# Data for this exercise start

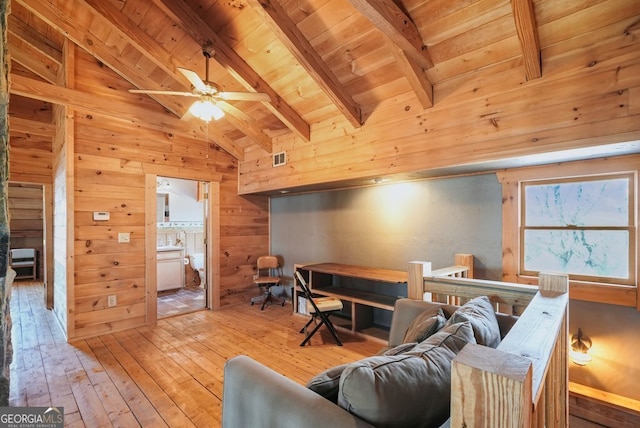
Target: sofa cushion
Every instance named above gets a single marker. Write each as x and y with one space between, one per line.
424 325
400 349
412 389
483 319
327 383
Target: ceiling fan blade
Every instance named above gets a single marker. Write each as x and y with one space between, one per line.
151 91
193 77
244 96
228 108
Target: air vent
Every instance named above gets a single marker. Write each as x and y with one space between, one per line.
279 159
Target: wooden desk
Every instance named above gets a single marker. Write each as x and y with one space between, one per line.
368 294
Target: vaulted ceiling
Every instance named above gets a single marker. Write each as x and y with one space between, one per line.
316 59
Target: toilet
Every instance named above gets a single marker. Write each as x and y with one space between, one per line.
197 261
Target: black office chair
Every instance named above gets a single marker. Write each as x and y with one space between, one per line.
319 308
269 275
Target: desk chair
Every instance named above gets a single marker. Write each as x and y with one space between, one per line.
269 274
23 259
319 308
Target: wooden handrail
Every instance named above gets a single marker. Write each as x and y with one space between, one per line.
524 382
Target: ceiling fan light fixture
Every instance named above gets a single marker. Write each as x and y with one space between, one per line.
206 110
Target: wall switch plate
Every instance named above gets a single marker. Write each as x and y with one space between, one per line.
112 301
101 215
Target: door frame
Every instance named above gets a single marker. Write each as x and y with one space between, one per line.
212 247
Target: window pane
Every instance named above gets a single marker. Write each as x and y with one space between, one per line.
579 252
585 203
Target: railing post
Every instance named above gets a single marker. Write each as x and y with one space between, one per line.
490 388
556 388
415 280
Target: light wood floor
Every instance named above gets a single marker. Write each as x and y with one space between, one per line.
168 375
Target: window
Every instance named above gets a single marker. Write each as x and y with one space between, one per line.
581 226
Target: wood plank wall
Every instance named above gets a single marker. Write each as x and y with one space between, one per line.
110 162
106 167
588 95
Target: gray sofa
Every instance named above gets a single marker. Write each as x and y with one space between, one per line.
256 396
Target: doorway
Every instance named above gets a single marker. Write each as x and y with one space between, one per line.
181 258
26 203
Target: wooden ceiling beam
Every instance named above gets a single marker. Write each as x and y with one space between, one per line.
82 37
32 127
200 31
276 18
167 62
36 40
32 64
89 103
527 30
415 75
387 17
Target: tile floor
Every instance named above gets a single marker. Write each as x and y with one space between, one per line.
180 301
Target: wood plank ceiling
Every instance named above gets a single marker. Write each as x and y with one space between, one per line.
316 59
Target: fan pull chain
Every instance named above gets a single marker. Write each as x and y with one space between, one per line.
206 140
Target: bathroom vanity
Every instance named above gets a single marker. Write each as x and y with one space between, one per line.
170 263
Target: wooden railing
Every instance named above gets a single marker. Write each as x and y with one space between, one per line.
524 382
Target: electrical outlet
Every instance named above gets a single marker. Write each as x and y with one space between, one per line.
112 300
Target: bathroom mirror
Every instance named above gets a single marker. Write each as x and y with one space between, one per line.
162 207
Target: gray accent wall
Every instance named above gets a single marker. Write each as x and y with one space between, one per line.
388 225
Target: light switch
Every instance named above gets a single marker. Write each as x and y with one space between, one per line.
101 215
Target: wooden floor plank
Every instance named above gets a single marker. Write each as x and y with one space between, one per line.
162 376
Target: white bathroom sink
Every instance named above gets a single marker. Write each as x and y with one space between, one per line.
169 248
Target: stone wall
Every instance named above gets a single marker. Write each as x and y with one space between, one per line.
5 280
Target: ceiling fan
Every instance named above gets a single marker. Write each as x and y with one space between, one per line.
209 93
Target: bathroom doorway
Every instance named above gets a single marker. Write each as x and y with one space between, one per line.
181 214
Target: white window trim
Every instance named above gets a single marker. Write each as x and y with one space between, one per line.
510 179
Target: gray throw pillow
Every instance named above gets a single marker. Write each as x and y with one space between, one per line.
327 383
400 349
482 317
412 389
424 325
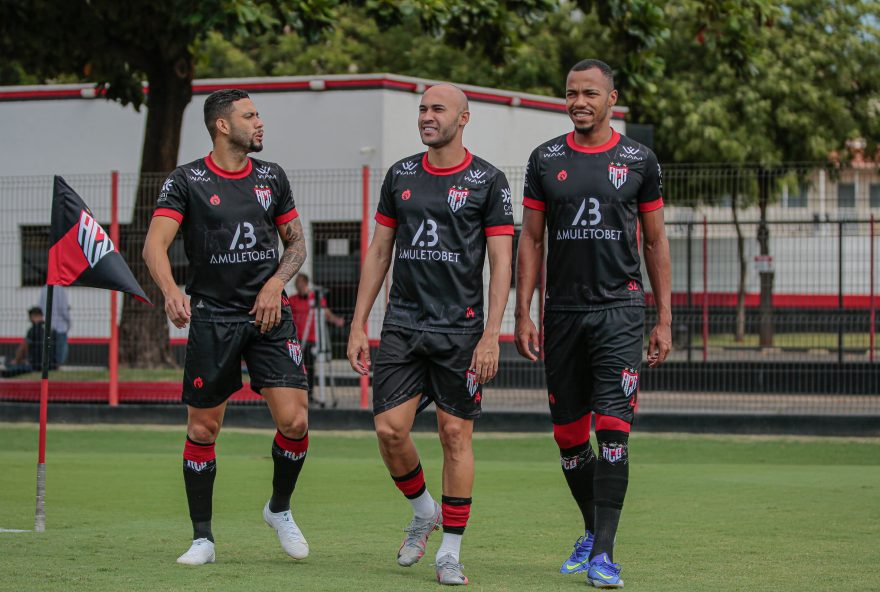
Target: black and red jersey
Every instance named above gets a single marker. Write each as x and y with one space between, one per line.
591 198
442 218
228 220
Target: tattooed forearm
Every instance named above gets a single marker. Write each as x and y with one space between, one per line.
294 250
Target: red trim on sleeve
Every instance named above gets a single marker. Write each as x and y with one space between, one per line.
615 138
502 230
650 206
534 204
386 220
169 213
468 158
285 218
209 162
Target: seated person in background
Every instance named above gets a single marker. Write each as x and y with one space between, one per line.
29 355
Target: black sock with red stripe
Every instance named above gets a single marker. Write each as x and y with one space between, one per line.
578 467
288 455
456 512
609 487
199 470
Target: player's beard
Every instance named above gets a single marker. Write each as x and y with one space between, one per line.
246 142
443 137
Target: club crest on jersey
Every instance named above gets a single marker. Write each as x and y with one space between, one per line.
295 351
94 242
617 174
473 385
264 196
629 381
457 197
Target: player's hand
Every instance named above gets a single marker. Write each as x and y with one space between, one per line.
177 308
659 345
359 350
484 361
267 307
527 338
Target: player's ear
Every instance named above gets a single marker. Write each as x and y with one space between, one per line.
222 126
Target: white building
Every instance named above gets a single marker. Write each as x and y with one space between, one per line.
323 130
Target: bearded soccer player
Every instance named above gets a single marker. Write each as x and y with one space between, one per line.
231 210
439 212
593 189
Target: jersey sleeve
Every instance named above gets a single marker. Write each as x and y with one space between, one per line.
173 197
285 211
533 192
386 213
498 211
651 191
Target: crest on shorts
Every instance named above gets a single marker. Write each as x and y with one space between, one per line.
295 351
629 381
473 385
264 195
457 197
617 174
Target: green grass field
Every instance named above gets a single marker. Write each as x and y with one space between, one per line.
702 513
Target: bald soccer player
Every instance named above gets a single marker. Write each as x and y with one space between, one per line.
439 212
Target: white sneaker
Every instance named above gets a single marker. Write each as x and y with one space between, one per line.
200 553
289 534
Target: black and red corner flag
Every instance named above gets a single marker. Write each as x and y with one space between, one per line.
81 253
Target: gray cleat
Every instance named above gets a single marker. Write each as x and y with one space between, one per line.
449 571
413 546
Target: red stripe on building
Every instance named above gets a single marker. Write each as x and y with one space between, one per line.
285 218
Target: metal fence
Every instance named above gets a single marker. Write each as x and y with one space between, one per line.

# Data for this exercise end

All preceding records should be duplicated verbatim, images excepted.

> **Exercise output**:
Target: sofa cushion
Every instance named above gets a single marker. Write each as x and y with one space between, one per line.
424 325
400 349
412 389
483 319
327 383
Target: ceiling fan blade
Every instance named above gets a single marker. Write each as x and y with one space between, one per line.
151 91
193 77
244 96
228 108
Target: air vent
Every instance named above gets a single marker. Write each as x and y with one space between, one per line.
279 159
Target: wooden desk
Every instance named above gets a single marker. Write each as x and y with one space between, one per line.
368 294
Target: vaulted ceiling
Every instance named above gets a single marker. Write each as x and y with one space between, one per line.
316 59
Target: toilet
Every instance named above gets a single marker. Write each as x and y with one space between, one per line.
197 261
Target: black office chair
Every instance named above gets a single marker. Write each as x and y with one space between, one per line.
319 308
269 275
Target: desk chair
Every instance named above gets a single marker. Write each as x and y with one space between, one per line.
269 274
23 259
319 308
Target: wooden handrail
Every instance named above gets a single marker. Write each as x and y with one space between, one per line.
524 382
Target: ceiling fan light fixture
Every instance named above gets a single marker. Write each as x and y with one space between, one per line.
206 110
Target: wall switch plate
Every instance named above gets a single marker. Write each as x and y with one space between, one per line.
112 301
101 215
Target: door frame
Every instance named above gets a single marker. Write each as x and y with one space between, one per line.
212 247
Target: window pane
Every instance named above gets a single marker. Write each as x and y with one space between, one per line.
579 252
585 203
Target: railing post
Every instance named above gets a single marker. Write each as x and y with one space between, one per line.
490 388
556 388
415 280
Target: light wood floor
Every instance named above gets a single marker. Write each as x and y with one space between, one per line.
168 375
Target: window
Every instance named above gets a single marker. Write each as x and y with one space between, one per line.
581 226
Target: wood plank wall
Every instance named above gets a single marker. Write each as x and y with one space between, one per line.
110 162
106 167
588 95
Target: gray sofa
Every instance named above gets a single marker. Write each as x and y with one space between, one per line.
256 396
Target: doorway
Every instance named above gets a single marker. Write each as x and y with one space between, one per line.
181 258
26 203
Target: wooden ceiling beam
Every instance named above gets a single marker. Write each as x and y with one space between, one per line.
82 37
32 127
200 31
276 18
167 62
36 40
32 64
89 103
527 30
415 75
387 17
Target: tile floor
Every instance named above gets a single marker. Write each as x and y with one space between, one per line.
180 301
Target: wood plank ceiling
Every instance named above gets a single marker. Write each as x and y with one space between, one per line.
316 59
Target: fan pull chain
Every instance named above gets a single marker. Write each as x and y with one space between, one per line.
206 140
Target: bathroom vanity
Every instance named above gets a single marker. Write each as x and y with one space between, one per line.
170 263
Target: wooden railing
Every instance named above gets a single marker. Write each as x and y with one space between, one per line.
524 382
Target: electrical outlet
Every instance named above gets a single marker. Write each as x and y with one space between, one per line.
112 300
Target: bathroom mirror
Every instance named above gets a single marker. Write each as x and y with one space between, one per line.
162 207
Target: gray accent wall
Every instance named above gets a single marker. Write each as x and y with one space between, one per line.
388 225
Target: light switch
Every instance named above gets a single marker. Write each as x and y with one space between, one per line.
101 215
Target: wooden floor plank
Every instance named above gets a single marker. Write each as x and y with one space between, one per line.
162 376
Target: white bathroom sink
Every instance named above gets a single marker. Write each as x and y with one space between, one per line.
169 248
Target: stone wall
Every instance named above gets a single marker. Write each as x and y with one space between, one per line.
5 280
Target: ceiling fan
Every instance named above gets a single marker. Write each as x and y with one space between, one per line.
209 93
Target: bathroom doorway
Every instance named above gets a single marker. Write each as x and y with one space between, one per line.
181 214
Target: white window trim
Every instance named above gets a single marker. Write each as x and y with one space between, one per line.
510 179
Target: gray throw pillow
Every instance named above gets a single marker. Write each as x and y with one space between, one per line.
327 383
400 349
482 317
412 389
424 325
Target: black and red jersey
Every instance named above gets a single marker. Write each as x and y with one space between, one per line.
591 198
442 218
228 220
Target: tattooed forearm
Every instance named above gets a single marker. Write each as x and y with one space between, one per line.
294 250
Target: red trim on sleeve
Every instance named above gets a single marker. Write each as x and y with one space between, one per line.
615 138
502 230
650 206
534 204
386 220
169 213
468 158
285 218
209 162
Target: seated person in background
Every instance named above gets a single marker. Write each as x and y with one space between, one per line.
29 355
Target: black sock with red stripe
Every instance named above gets a single marker. Write each as x and y with one space between, one per line.
578 467
288 455
456 512
609 487
199 470
Target: player's beard
Every instance named above gets a single marker. Write each as x and y with one space between, one per line.
246 142
443 137
Target: club crest on jersey
Every instance named above gets a single marker. Write each as x and y with one space between, one per line.
295 351
94 242
617 174
473 385
264 196
629 381
457 197
Target: player's hand
Every instance named above gets a single marker. Write each as x and y with one space between, one per line.
177 308
659 345
359 350
484 361
267 307
527 338
Target: player's ear
Every instance named above gets a single marker. Write each as x and y with one space between, one per line.
222 126
Target: white building
Every instance named above gets a single marker. Write each as x and y with one space between, one per line.
323 130
Target: bearded soccer player
Every instance named above gets a single marker. Write each as x and y with one space between, one per line.
231 210
439 212
593 189
Target: jersey sleeve
Every instance named above gets a single marker. Write each as x and y with one space between, one per line.
173 197
285 211
533 192
386 213
498 211
651 191
Target: crest on shorts
Every instance named above gets a single marker. Write each as x and y with one space between, one per line.
295 351
629 381
473 385
264 195
457 197
617 174
Target: green grass field
Every instance named above gets a single marker. Write each as x and y with one space between, one per line.
702 513
Target: bald soccer player
Every instance named above gets a single marker. Write each as x and y with one space between, one per line.
439 212
Target: white sneaker
Every instance named above gets a single marker. Write each as x and y with one space between, one per line.
200 553
289 534
Target: black and red corner flag
Every instance named above gets a single marker. Write each as x and y with one space between, one per line.
81 253
Target: gray cleat
Every instance named above gets a single marker. Write each as x and y with one space between, one per line.
449 571
413 546
Target: red stripe on building
Every instance named above gets a single marker. Write each as x and y with one space between, one per line.
285 218
Target: metal fence
Every instance named above gets a single marker. Write each as x and y with one space between, one per line.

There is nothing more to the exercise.